Instructions to follow:
In the iceberg article, at what temperature was the refrigerated container holding the iceberg piece kept?
** Opening Selected text block **
Trying to attract sponsors by wrapping expeditions with awareness-raising campaigns for good causes is a common expedition tactic. Sometimes, it gets out of control.
Such was the case of the team who came up with the idea of justifying a trip to Greenland by bringing a chunk of an iceberg in a fridge all the way back to southern Spain, just to let it melt in the middle of a street.
After a trip to southern Greenland, the organizers shipped a 15,000-kilogram piece of iceberg to Spain in a refrigerated container at -20ºC. The cargo is currently on its way to the Malaga Coast, in southern Spain. And why the fuss?
“So citizens can observe how the iceberg melts down, and thus raise awareness about global warming,” one organizer told Cope Radio.
For all the tourists sitting on terraces suffering the effects of withering Spanish heat over gin and tonics, a summer hot enough to melt icebergs will hardly come as a surprise. Calculating the carbon print and energetic cost of the stunt could be actually more surprising. At least, so think Malaga’s environmental associations.
Greenwashing
“This is a greenwashing operation organized by Manuel Calvo and supported by Malaga’s local government,” Malaga’s section of Ecologistas en Accion (Spain’s biggest association of ecological groups) said.
They criticized the waste of energy and resources, as well as the iceberg-melting plan. “It is like trying to raise awareness against animal mistreatment by organizing a bullfight,” they said.
The environmentalists also noted that the organizers have simply justified “a joyride in Greenland” and taken advantage of some young cancer survivors.
The organizer, Manuel Calvo, promoted the trip as a mission in which he would take five former cancer patients between 15 and 17 years old for the experience of a lifetime. Calvo also took his own son and daughter as coaches.
Tourism disguised as a ‘mission’
They toured part of Greenland’s southern fiords for two weeks by motor boat. They did a little kayaking and hiked up to a nunatak (a peak that pokes up above the ice sheet). A number of adventure-travel agencies, based in Spain and elsewhere, offer similar tours.
** Closing Selected text block **
** Opening Provided records block **
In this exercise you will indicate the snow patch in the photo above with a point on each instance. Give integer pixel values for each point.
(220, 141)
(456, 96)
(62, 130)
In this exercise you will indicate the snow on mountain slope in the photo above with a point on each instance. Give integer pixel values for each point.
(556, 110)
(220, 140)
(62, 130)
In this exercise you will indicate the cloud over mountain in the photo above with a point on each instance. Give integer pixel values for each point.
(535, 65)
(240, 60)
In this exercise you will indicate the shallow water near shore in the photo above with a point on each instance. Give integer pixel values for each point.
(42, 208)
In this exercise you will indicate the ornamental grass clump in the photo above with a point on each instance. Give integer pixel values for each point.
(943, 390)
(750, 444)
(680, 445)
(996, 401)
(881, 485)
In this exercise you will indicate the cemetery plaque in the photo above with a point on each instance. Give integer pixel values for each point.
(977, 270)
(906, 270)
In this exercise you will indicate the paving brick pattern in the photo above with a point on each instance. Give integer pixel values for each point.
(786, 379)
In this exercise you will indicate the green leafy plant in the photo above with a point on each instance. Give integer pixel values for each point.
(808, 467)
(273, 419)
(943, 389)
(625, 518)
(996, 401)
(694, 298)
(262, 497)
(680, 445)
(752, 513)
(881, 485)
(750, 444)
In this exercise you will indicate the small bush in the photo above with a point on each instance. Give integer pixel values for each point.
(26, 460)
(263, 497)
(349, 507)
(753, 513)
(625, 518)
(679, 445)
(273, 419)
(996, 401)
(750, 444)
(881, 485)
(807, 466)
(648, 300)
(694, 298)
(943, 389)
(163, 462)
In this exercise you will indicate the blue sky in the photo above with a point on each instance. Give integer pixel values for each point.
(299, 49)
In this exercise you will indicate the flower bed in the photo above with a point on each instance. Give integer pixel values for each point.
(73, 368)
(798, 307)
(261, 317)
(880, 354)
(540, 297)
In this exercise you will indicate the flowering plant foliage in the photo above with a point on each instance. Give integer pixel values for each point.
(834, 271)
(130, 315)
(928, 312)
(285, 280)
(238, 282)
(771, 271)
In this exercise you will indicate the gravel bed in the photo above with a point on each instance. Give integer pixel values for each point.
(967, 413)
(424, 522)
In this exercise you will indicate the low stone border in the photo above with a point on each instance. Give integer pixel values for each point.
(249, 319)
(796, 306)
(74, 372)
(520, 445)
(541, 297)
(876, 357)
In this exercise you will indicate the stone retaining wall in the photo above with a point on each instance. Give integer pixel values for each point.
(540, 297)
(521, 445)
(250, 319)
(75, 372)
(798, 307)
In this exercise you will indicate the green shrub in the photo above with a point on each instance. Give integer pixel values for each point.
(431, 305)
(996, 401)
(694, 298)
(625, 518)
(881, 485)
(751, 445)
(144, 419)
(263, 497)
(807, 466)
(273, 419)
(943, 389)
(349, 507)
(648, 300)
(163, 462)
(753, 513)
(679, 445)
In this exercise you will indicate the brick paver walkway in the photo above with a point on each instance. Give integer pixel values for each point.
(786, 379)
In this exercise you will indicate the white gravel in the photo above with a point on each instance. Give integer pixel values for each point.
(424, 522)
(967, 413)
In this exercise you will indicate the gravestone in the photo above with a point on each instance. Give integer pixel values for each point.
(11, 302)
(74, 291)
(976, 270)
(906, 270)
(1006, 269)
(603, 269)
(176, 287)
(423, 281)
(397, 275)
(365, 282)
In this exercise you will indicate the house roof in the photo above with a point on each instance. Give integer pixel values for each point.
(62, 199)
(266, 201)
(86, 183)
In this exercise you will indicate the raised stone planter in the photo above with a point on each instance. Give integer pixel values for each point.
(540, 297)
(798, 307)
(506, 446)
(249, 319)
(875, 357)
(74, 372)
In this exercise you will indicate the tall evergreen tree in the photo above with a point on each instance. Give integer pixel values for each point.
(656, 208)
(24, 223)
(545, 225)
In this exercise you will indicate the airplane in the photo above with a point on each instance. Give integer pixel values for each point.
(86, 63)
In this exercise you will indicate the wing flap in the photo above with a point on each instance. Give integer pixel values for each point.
** Closing Provided records block **
Exercise result:
-20ºC